- [EXERCISE PROMPT]
Your answer should be the data below, reproduced with nothing changed.

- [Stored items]
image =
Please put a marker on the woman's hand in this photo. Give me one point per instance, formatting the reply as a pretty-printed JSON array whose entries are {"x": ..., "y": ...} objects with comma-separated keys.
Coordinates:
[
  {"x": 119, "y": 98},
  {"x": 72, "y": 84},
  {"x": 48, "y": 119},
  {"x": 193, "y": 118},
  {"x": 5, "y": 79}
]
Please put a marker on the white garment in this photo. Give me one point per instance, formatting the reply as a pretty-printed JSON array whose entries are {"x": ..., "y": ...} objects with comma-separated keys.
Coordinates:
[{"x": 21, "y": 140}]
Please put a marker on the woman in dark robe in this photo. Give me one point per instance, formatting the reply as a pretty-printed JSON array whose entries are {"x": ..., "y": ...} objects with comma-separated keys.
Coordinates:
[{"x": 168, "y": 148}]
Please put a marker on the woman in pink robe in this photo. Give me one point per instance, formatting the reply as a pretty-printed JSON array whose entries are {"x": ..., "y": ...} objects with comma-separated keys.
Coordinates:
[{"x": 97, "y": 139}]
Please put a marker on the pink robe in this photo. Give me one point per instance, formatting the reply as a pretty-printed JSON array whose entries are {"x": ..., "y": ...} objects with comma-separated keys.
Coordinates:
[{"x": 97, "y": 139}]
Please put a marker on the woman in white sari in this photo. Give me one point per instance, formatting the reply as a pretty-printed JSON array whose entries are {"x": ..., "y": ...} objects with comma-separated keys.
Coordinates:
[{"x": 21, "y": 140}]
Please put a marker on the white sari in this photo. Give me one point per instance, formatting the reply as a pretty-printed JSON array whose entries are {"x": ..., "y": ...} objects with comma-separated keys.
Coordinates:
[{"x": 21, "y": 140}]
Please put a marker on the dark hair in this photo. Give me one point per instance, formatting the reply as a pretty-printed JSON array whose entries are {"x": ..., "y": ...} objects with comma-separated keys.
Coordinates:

- [SOLUTION TO THIS TASK]
image =
Please put a marker on the woman's hand in this photo. Give me one point per instance, formatting the reply as a pretty-printed JSON array whose entries are {"x": ..., "y": ...} objects with comma-separated keys.
Coordinates:
[
  {"x": 119, "y": 98},
  {"x": 72, "y": 84},
  {"x": 48, "y": 119},
  {"x": 193, "y": 118},
  {"x": 5, "y": 79}
]
Please put a marker on the white garment in this photo. Give me one point per instance, formatting the reply as a pretty-printed JSON array whose entries are {"x": ..., "y": ...} objects with comma-separated keys.
Coordinates:
[{"x": 21, "y": 140}]
Please put a marker on the woman in dark robe in this photo. Give me one point per instance, formatting the reply as a pretty-printed JSON array whose entries are {"x": ..., "y": ...} objects with comma-separated keys.
Coordinates:
[{"x": 168, "y": 148}]
Please put a marker on the woman in pink robe in this photo. Give me one point per instance, formatting the reply as a pretty-printed JSON array whose entries are {"x": ..., "y": ...} objects with comma-separated keys.
Coordinates:
[{"x": 97, "y": 139}]
Please put a marker on the pink robe in this photo. Give me one point per instance, formatting the reply as a pretty-printed JSON array whose entries are {"x": ..., "y": ...} objects with comma-separated keys.
Coordinates:
[{"x": 97, "y": 139}]
Please put a marker on the woman in white sari in this photo. Give me one point per instance, formatting the reply as a pretty-printed JSON array whose entries are {"x": ..., "y": ...} objects with comma-separated keys.
Coordinates:
[{"x": 21, "y": 140}]
Please put a marker on the white sari in this photo. Give me one point per instance, formatting the reply as a pretty-printed JSON array whose entries are {"x": ..., "y": ...} objects with comma-separated keys.
Coordinates:
[{"x": 21, "y": 140}]
Please put a marker on the dark hair in this photo. Give me one point per instance, formatting the reply as a pretty-printed JSON array whose entries are {"x": ..., "y": ...} objects with comma-separated keys.
Coordinates:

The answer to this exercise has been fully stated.